• [Set task] Render the rows below as a numbered list, leaving out any blank lines.
===== Recorded information
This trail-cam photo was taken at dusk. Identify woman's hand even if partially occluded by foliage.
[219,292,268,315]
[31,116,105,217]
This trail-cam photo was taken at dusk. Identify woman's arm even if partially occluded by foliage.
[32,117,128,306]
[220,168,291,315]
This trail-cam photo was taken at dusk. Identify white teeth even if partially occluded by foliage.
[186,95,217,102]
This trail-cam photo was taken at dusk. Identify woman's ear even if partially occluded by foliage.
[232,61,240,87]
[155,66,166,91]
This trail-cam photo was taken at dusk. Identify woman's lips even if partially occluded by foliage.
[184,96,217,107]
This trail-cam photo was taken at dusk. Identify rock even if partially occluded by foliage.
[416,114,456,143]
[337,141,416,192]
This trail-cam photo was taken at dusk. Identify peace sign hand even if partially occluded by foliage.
==========
• [Answer]
1. This trail-cam photo was taken at dusk. Identify woman's hand even if partially occluded by foliage.
2. [219,292,268,315]
3. [31,116,105,217]
4. This trail-cam photo was taken at dusk. Identify woman's arm even if partially occluded by foliage.
5. [32,117,128,306]
6. [220,168,291,315]
7. This trail-cam photo was taken at dusk. Identify white teeth even if partially occluded by foliage.
8. [186,95,217,102]
9. This trail-cam photo was taken at dusk. Identify woman's ear even if partially occluded by foliage.
10. [232,61,240,87]
11. [155,66,166,91]
12. This trail-cam photo was taken at dusk. Identify woman's lips even if partially occluded by foliage.
13. [184,96,217,107]
14. This trail-cam photo was taken at dusk. Identify rock even if partially occluded by foliage.
15. [416,114,456,143]
16. [337,141,416,192]
17. This trail-cam photo was taken at dusk. Identify peace sign hand even if partially occluded by foliage.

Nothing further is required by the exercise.